### Directions:
Rewrite the records between the line holding "For the evaluation set, point out every instance of the marble" and the line holding "point(565, 305)", inclusive, replacing "fedora hat" with "bowler hat" and leaving everything else unchanged.

### Records for this task:
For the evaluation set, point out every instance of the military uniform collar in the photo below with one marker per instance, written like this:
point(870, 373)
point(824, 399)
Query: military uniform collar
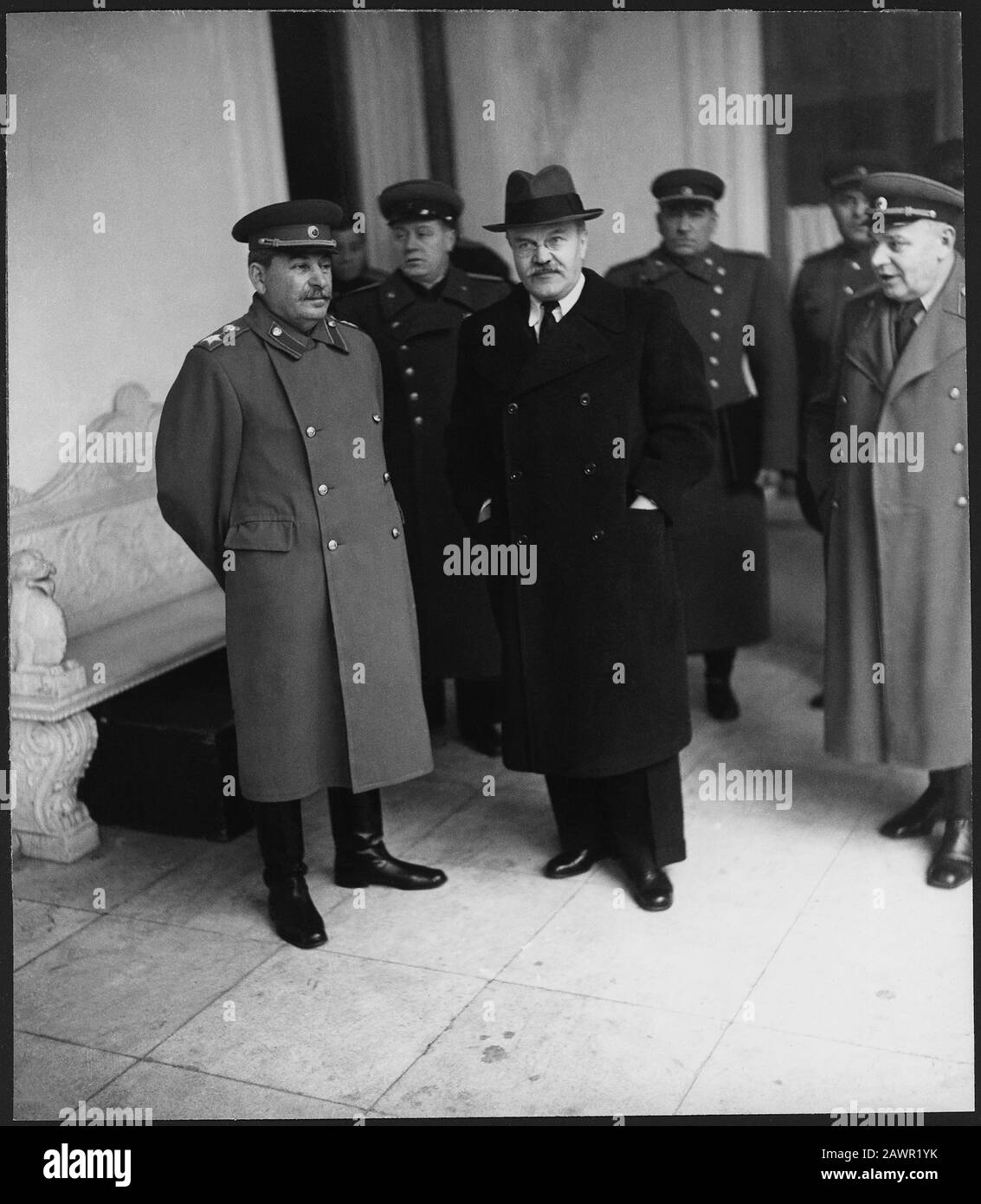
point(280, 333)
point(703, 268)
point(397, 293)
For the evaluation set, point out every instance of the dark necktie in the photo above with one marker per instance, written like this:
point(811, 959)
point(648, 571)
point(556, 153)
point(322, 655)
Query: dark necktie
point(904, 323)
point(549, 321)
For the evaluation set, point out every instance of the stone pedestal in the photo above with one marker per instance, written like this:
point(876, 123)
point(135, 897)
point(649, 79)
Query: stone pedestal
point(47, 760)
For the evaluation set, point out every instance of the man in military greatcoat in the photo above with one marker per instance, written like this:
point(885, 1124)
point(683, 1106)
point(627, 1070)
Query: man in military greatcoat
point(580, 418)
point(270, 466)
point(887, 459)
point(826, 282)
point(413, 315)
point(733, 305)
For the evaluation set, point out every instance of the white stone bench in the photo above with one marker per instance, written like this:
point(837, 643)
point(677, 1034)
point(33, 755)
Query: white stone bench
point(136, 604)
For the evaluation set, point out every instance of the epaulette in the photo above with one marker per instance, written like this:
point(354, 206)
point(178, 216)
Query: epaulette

--

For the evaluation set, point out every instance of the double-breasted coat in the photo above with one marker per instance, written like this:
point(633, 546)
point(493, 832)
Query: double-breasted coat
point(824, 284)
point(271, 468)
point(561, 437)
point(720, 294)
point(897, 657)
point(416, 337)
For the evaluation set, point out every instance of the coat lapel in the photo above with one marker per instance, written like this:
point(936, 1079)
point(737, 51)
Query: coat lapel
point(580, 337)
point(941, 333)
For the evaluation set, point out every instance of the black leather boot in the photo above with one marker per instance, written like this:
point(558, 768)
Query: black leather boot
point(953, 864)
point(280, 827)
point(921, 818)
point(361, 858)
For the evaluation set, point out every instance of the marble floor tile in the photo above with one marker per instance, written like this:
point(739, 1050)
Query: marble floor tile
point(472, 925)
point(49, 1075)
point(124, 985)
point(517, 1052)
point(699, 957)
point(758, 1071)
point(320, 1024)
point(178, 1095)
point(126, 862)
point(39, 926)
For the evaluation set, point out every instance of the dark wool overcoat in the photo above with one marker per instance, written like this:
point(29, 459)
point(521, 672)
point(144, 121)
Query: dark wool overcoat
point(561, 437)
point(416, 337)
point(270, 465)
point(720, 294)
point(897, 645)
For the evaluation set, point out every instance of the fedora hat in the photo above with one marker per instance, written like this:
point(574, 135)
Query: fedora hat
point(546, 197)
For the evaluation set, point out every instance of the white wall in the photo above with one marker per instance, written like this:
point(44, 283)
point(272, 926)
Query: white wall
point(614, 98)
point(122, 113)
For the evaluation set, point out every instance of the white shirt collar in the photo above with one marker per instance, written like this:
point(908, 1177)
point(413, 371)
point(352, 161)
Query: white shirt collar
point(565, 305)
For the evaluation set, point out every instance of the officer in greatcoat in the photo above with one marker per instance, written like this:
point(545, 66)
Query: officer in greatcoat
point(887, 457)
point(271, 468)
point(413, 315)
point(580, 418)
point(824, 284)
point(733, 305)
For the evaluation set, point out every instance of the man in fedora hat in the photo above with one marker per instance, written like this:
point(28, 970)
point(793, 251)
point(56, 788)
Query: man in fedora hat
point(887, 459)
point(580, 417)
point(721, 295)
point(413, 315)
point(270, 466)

### The output:
For the evaluation set, point out every instance of the marble floor tile in the photo above with one marker per instance, written like this:
point(739, 1050)
Query: marble floor tile
point(472, 925)
point(49, 1075)
point(124, 985)
point(517, 1052)
point(699, 957)
point(758, 1071)
point(320, 1024)
point(178, 1095)
point(126, 862)
point(39, 926)
For the evaluation set, point out every instance of the dark wool overcoat in the photo above with one marker per instance, written like this:
point(29, 459)
point(521, 672)
point(144, 121)
Query: dark wool overcoat
point(561, 437)
point(416, 337)
point(270, 465)
point(720, 294)
point(897, 645)
For the evaluation set, point out every instance of the bowler hat in the photo above with one marker per instance, written like this:
point(574, 135)
Query: bowler hat
point(546, 197)
For the evaluation set, point out every instance of the white wall in the photo above with one marker per instance, written like this:
point(44, 283)
point(272, 926)
Query: white wall
point(614, 98)
point(122, 113)
For the evaluation set, point out every instance of the white shirt collar in the photo above with one marker per instance, written like this:
point(908, 1177)
point(413, 371)
point(352, 161)
Query: white shirt collar
point(565, 305)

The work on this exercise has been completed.